Please recast every line of the listing below as a JSON list of strings, one string per line, skipping blank lines. Leave the pictures out of your answer.

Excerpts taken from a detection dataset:
▼
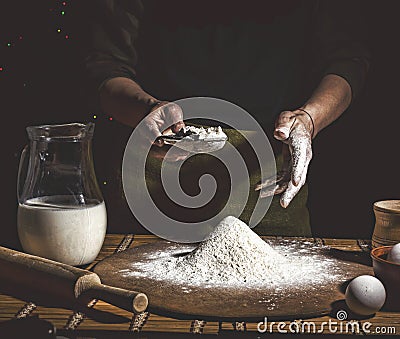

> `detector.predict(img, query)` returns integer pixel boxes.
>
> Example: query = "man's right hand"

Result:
[141,101,185,146]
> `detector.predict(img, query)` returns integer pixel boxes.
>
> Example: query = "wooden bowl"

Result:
[371,246,400,310]
[372,200,400,247]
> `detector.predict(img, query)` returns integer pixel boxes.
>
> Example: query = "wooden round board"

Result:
[94,240,373,321]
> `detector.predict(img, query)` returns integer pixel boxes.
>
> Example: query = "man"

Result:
[86,0,369,235]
▲
> [The response]
[
  "> `detector.predict(img, query)` returns integer pixel boxes.",
  ">",
  "> Example: query = \"man's right hand\"",
  "Result:",
  "[141,101,185,146]",
  "> `detector.predict(img, query)` returns integer pixel boxes.",
  ">",
  "> Example: query = \"wooden bowl\"",
  "Result:",
  "[371,246,400,310]",
  "[372,200,400,247]",
  "> `detector.predict(img, query)` returns integer pixel boxes.",
  ">",
  "> Example: query = \"wooden round board\"",
  "Result:",
  "[94,240,373,321]",
  "> `detector.predict(img, query)` returns integer pixel boxes.",
  ">",
  "> Example: query = \"man\"",
  "Result:",
  "[86,0,369,235]"
]